[Records provided]:
■ ■ ■ ■

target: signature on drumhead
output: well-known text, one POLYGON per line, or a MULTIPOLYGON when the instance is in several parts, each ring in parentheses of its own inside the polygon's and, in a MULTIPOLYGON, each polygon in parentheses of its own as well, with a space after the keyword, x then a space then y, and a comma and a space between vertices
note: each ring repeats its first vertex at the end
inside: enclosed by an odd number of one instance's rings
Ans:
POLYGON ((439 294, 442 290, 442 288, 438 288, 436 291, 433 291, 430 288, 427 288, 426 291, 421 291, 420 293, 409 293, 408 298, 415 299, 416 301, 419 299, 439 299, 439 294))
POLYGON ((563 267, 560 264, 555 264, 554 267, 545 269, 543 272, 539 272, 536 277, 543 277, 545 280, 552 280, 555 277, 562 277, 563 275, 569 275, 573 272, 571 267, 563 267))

■ ■ ■ ■

Would you give the entries back word for word?

[Answer to the exercise]:
target: signature on drumhead
output: well-known text, one POLYGON per line, or a MULTIPOLYGON when the instance is in several parts, each ring in parentheses of its own inside the polygon's and, in a MULTIPOLYGON, each polygon in parentheses of its own as well, with a space after the keyword, x then a space then y, and a comma and a space between vertices
note: each ring repeats its first vertex at the end
inside: enclosed by an odd number of one instance's rings
Ans:
POLYGON ((439 294, 442 290, 442 288, 438 288, 436 291, 433 291, 430 288, 427 288, 426 291, 421 291, 420 293, 409 293, 408 298, 415 299, 416 301, 419 299, 439 299, 439 294))
POLYGON ((563 267, 560 264, 555 264, 554 267, 545 269, 543 272, 539 272, 536 277, 543 277, 545 280, 552 280, 555 277, 562 277, 563 275, 569 275, 573 272, 571 267, 563 267))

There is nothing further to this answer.